--- Start of Page text ---
There are several ways to make PWM waveforms with a PCA.

One way is to use the native PWM mode where the period of the PWM mode is determined by how long it takes the low byte of the main PCA counter (Philips calls it the CL counter) to cycle through 256 counts. The PWM period is then controlled by bit selections in the control register that selects the clocking for the main PCA counter. On the '669 chip this is selectable from choices of Fosc/2, Fosc/6, an Externally applied clock on a particular pin, or from the Timer 0 overflow. With the external clock or the Timer 0 overflow option the PWM frequency would be 1/256 of the applied frequency. With the Fosc options the PWM frequency is limited to a net value of Fosc/512 or Fosc/1536. So in this mode for a 3 KHz PWM frequency your T1 overflow or external clock input would have to be 768 KHz. Or you could run your processor at 1.536 MHz or 4.608 MHz.

The other way to generate PWMs with a PCA is to use the HIGH SPEED output mode wherein a full 16 bit mode is possible. The main PCA counter free runs with a count going from 0 to 65535. The 16-bit compare register for a particular PCA channel is set to a value to force the channel output to toggle when a compare match has occurred. In this scheme you configure an interrupt to software each time there is a match and then the ISR sets a new compare value for the next time the output should toggle. This requires two interrupts per PWM cycle and is a rather effective way to get a nice PWM with a large range of resolution. It clearly works better when the PWM frequency is a low as opposed to high. The scheme also has limitations if you try to do too many PWMs at one time in the PCA because of total processor interrupt load.

There is a modification of the above method that can also be used wherein the main PCA counter is set to generate a processor interrupt whenever it overflows. It is possible in this scheme to re-program the value of the main PCA counter in the interrupt such that the total period is less than the 65536 counts as described above. For slower clocking rates the PCA counter could be set to count for say 4000 clocks. If this mode is used the PCA counter overflow interrupt has the job of setting all the PWM outputs that are used to a particular output level. The same interrupt can then set the capture registers to appropriate values for the duty cycle of each PWM signal to be output from values stored in RAM. Each individual PCA channel in this method is set to HIGH SPEED OUTPUT mode and the output signal will toggle to the other state at match time. Using this scheme it is possible to make up to 5 PWM signals out of a single PCA module that are all synchronized using a single software interrupt per PWM cycle. The major drawback of this method is that there will be some possible jitter to the PWM cycle time as the software gets into the interrupt and re-programs the new value for the main PCA counter. The jitter can be eliminated through very careful programming as long as it is not necessary to produce PWM signals that go close to 0% or 100% duty cycle (say limited to a 10% to 90% range).

Hope all that helps.
Michael Karas
--- End of Page text ---
Written request 1
Answer these questions from the PWM text:
(a) With the external clock or Timer 0 overflow option in the native PWM mode, what fraction of the applied frequency is the PWM frequency?
(b) How many interrupts per PWM cycle does the HIGH SPEED output scheme require?
(c) In the modified method using the counter overflow interrupt, up to how many PWM signals can a single PCA module produce?
Written request 2
Pick out every line of the rows that contains the string "reindeer", matching case exactly.
The PWM text and the rows that follow it were taken from unrelated sources.
--- Start of Data supplied ---
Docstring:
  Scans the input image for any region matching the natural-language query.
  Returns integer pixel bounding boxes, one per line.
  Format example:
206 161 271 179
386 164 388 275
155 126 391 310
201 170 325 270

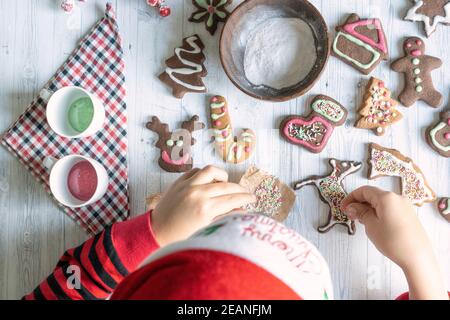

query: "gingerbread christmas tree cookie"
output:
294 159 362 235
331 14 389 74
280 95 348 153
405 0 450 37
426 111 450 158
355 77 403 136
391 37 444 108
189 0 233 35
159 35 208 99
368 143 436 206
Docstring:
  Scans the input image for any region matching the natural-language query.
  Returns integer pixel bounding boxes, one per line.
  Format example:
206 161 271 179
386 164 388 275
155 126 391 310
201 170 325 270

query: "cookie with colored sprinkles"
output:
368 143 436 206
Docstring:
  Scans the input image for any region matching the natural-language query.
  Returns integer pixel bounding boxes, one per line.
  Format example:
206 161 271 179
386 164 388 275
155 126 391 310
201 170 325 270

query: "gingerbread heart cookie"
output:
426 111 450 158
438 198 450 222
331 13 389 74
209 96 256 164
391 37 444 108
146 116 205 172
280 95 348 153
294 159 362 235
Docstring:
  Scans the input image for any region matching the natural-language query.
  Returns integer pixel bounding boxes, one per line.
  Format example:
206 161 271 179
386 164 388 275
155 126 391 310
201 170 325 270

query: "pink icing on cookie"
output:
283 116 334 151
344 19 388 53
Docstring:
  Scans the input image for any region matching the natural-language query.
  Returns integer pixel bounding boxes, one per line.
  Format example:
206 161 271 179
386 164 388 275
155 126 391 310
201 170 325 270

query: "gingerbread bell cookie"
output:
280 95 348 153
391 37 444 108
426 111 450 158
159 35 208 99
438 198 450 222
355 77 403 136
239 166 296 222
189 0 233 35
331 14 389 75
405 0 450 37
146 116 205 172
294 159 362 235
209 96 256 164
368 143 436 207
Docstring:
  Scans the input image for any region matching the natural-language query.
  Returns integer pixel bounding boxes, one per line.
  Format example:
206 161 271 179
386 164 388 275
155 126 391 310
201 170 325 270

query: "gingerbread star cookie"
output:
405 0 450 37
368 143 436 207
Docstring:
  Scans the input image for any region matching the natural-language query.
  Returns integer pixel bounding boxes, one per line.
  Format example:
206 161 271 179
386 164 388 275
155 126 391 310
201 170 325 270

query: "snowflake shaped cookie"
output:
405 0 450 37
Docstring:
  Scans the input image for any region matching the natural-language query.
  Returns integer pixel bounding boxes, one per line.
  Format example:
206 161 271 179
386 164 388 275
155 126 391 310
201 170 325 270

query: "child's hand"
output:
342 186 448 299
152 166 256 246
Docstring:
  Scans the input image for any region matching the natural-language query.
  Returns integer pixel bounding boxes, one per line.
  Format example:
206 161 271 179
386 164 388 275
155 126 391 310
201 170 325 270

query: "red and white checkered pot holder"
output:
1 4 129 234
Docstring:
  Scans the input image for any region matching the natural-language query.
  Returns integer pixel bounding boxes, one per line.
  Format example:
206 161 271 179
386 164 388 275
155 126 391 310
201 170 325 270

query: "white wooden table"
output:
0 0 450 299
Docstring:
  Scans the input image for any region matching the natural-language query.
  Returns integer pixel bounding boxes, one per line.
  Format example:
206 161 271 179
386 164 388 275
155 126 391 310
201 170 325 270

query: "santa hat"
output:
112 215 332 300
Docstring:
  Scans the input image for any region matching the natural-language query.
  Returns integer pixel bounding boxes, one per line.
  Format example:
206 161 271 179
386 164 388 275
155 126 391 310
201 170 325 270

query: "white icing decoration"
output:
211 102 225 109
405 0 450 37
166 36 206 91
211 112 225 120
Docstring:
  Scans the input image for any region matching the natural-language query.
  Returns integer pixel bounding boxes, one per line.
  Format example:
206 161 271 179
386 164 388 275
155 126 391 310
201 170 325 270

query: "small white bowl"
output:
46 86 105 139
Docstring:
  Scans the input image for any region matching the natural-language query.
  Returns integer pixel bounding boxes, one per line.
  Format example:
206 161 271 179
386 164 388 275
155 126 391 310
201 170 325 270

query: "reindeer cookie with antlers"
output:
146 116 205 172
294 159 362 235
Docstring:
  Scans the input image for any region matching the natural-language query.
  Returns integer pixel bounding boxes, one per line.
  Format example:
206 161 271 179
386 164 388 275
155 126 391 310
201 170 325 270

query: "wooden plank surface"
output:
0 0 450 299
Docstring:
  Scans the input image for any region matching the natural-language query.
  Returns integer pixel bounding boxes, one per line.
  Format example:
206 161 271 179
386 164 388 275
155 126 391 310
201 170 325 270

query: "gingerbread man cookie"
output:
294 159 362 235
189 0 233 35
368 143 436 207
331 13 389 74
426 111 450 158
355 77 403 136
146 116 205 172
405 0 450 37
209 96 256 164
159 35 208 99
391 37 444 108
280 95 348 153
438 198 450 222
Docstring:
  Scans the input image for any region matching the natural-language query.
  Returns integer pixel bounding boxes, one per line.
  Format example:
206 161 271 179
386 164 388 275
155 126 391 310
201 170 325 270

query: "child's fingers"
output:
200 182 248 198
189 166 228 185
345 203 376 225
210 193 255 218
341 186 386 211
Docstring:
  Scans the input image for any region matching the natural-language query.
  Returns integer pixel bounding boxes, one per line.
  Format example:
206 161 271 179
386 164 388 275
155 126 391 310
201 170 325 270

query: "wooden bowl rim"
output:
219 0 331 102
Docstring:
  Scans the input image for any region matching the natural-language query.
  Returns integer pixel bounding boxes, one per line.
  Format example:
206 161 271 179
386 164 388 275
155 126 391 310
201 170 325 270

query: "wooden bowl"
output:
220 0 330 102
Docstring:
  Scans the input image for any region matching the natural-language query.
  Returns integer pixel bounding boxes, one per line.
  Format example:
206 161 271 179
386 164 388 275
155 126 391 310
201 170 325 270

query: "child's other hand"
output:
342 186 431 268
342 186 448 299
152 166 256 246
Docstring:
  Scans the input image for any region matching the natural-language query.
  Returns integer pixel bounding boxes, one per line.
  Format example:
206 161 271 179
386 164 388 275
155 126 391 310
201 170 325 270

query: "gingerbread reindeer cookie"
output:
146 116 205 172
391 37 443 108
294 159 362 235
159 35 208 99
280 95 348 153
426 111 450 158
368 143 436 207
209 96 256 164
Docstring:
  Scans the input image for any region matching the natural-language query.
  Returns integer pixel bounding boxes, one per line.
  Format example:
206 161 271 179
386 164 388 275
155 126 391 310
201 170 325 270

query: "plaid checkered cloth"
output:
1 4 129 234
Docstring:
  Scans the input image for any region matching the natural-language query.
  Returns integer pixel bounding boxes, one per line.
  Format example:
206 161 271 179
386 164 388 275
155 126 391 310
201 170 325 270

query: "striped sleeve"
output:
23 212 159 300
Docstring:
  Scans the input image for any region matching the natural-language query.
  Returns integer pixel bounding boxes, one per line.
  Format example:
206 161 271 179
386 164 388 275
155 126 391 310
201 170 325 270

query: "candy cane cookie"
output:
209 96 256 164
--- End of Data supplied ---
Complete response 1
(a) 1/256
(b) Two
(c) Up to 5

Complete response 2
query: "reindeer cookie with antlers"
query: "gingerbread reindeer cookie"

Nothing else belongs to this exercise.